▸ Text
A word of caution

 

Generally I try to ride in all weathers; it helps keep the horses used to anything life throws at them plus I feel better for not having wimped out. Baz got quite used to schooling in the snow when we had a run of bad winters a few years ago. dscf2140

However, strong winds are not so good with the risk of falling trees. Today therefore was a day for groundwork on the yard, followed by a brief stint with the massage pad and then some stretches for Lizzie (Baz still does stretches too, but as much to keep him happy as it is supple).

Lizzie has been a handful to say the least, and 18 months ago we actually had some help from Vanessa Bee – Intelligent Horsemanship being her field of work. She helped enormously, and I do her ‘homework’ regularly but more intensely on days I don’t ride. I learnt a lot from Vanessa about reading horses more effectively, but also about my own body language. Today was a bigger challenge than normal because it started to hail and so we had to go inside for the figure of 8 exercise we do; the stable was a little small and I had to focus very hard on being extra precise with my position and handling.  We had success and on reflection I am really pleased with how well she moves through her body now with very simple instructions.

▸ What to do
**a.** In the riding text, what is Vanessa Bee's field of work?
**b.** Extend the riding text beyond its final sentence.
The entries after this point come from a different source.

▸ Given data
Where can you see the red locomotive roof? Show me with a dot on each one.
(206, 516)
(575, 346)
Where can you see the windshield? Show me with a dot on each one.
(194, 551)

▸ Written responses
**a.** Her field of work is Intelligent Horsemanship.

**b.**
When Vanessa first came she had me totally rethinking my way of physically interacting with the horse, and I had to work so hard for it to become even vaguely automatic. It is the same when starting Pilates or any other new form of exercise; the most recent figure I read was something like 14,000 repetitions for a movement pattern to become normalised. I suspect this is rather exaggerated but you get the idea – it takes time to programme the brain and body to do the new pattern correctly without thinking.

So really I should have known better when I tried out HIIT last week. HIIT if you haven’t heard of it is High Intensity Interval Training, where you do short bursts of intense exercise. It gets the heart rate up very effectively and studies have found it to be a good method of getting fit without spending hours doing it; very useful when most free time is taken up with a small child. Anyway, I started with gusto – star jumps, running, squats, running and more star jumps. All fine at the time, and I was most pleased with myself for being able to keep the pelvic floor active all the way through the squats. But I forgot about my shoulders. I have rubbish shoulders; they are hypermobile and sit too far forward, and I have to work constantly on stability of the whole shoulder girdle complex. Therefore doing star jumps with my arms flapping up and down without thinking about stability was a recipe for disaster; the next morning I was stiff all down the left side of my neck and into my shoulder. Fortunately I know how to deal with it, but it was a good reminder that the core/stabilising muscles are forgotten at our peril!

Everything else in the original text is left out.